**Provided passage**
────────

Learning to Lead: Part 1, Authentically You

Today you are You, that is truer than true. 

There is no one alive who is Youer than You.

Dr. Seuss

Last week, I debuted a new Tuesday series as a precursor to my book, Learning to Lead, releasing.  Each week, I will highlight one of the critical skills I found effective women leaders using to make waves and move mountains.  Today, I highlight one of the most critical foundational skills a leader must possess:  You are You. 

If I use the term all the leadership books use, then you might go click over to some t.v. show recap because the concept is so overused it causes women to tune out.  But here it is – Authenticity.  I know the term is nearly trite in leadership speak, but it IS at the heart of why you lead and how you lead and where you lead and it’s also the reason people will follow you. 

During my research, I found an interesting book that focused on this authenticity concept called True North.  The authors said, “During the past fifty years, leadership scholars have conducted more than one thousand characteristics, or personality traits of great leaders.  None of these studies has produced a clear profile of the ideal leader.  Thank goodness.  If scholars had produced a cookie-cutter leadership style, people would forever be trying to emulate it.  That alone would make them into personas, and others would see through them immediately.  The reality is that no one can be authentic by trying to be like someone else.”

Whew!  What a relief.  I don’t think I would actually be a very good someone else.  What works for them would not work for me.  People have to be able to trust you.  They can’t trust you if they don’t know who you are.  They can’t connect to you if you are inauthentic.  Plus, you must be guided by your own vision (which we’ll get to) and your own sense of values and instincts which make you a unique and relatable leader. 

Your life story will define your leadership style.  That concept is repeated in all the books, articles, and interviews I conducted.  The former CEO of Starbucks, who grew up in the projects of Brooklyn watching his father’s repeated career failures, credits his background with giving him the motivation to create and lead a huge successful business.  No matter what your story, ease or hardship, poverty or affluence, extreme shyness or contagious out-goingness, it is the sum of your life events that enables you to lead uniquely as only you are capable.  Each individual’s story is the reason there is not one centralized list of what it takes to become a successful leader.  By applying some practical tips and tools and operating from a place of authenticity, you can lead in your life, your career, and you can expand your sphere of influence.

────────

**Dataset**
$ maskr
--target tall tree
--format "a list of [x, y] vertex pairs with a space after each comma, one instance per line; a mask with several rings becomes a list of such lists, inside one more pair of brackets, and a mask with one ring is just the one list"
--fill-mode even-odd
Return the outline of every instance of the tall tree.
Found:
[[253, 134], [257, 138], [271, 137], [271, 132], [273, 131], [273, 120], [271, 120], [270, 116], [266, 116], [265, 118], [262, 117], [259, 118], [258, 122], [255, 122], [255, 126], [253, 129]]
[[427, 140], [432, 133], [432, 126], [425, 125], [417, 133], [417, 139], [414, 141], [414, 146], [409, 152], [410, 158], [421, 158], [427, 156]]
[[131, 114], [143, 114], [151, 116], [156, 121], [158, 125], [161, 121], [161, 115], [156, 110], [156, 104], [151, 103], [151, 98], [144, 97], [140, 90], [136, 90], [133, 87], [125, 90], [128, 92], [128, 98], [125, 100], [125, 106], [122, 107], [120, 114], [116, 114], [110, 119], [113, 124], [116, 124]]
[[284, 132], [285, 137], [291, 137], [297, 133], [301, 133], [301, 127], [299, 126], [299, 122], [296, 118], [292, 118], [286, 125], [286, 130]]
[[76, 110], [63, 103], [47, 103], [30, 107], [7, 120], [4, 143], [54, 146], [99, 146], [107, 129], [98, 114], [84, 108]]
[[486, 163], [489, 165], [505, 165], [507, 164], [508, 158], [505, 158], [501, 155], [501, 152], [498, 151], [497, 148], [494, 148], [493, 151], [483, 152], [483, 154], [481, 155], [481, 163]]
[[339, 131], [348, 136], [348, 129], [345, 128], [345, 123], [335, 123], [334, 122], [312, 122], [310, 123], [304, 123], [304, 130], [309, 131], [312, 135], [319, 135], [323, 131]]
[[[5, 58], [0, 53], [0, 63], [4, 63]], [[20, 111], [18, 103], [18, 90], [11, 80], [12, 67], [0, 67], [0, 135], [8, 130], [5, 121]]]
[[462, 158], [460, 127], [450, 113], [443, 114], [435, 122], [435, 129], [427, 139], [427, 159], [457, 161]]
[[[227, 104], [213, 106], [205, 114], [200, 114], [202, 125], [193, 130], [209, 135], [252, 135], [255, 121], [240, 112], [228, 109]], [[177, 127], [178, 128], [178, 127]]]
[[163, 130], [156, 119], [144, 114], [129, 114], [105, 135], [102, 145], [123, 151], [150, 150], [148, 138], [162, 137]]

────────

**Work to do**
**a)** Rewrite the leadership post from "Learning to Lead: Part" up to and including "will follow you.", putting "Thursday" in place of "Tuesday".
**b)** Collect every line of the entries that contains the string "tree", treating uppercase and lowercase as different.

**Solved problems**
**a)**
Learning to Lead: Part 1, Authentically You

Today you are You, that is truer than true. 

There is no one alive who is Youer than You.

Dr. Seuss

Last week, I debuted a new Thursday series as a precursor to my book, Learning to Lead, releasing.  Each week, I will highlight one of the critical skills I found effective women leaders using to make waves and move mountains.  Today, I highlight one of the most critical foundational skills a leader must possess:  You are You. 

If I use the term all the leadership books use, then you might go click over to some t.v. show recap because the concept is so overused it causes women to tune out.  But here it is – Authenticity.  I know the term is nearly trite in leadership speak, but it IS at the heart of why you lead and how you lead and where you lead and it’s also the reason people will follow you.

**b)**
--target tall tree
Return the outline of every instance of the tall tree.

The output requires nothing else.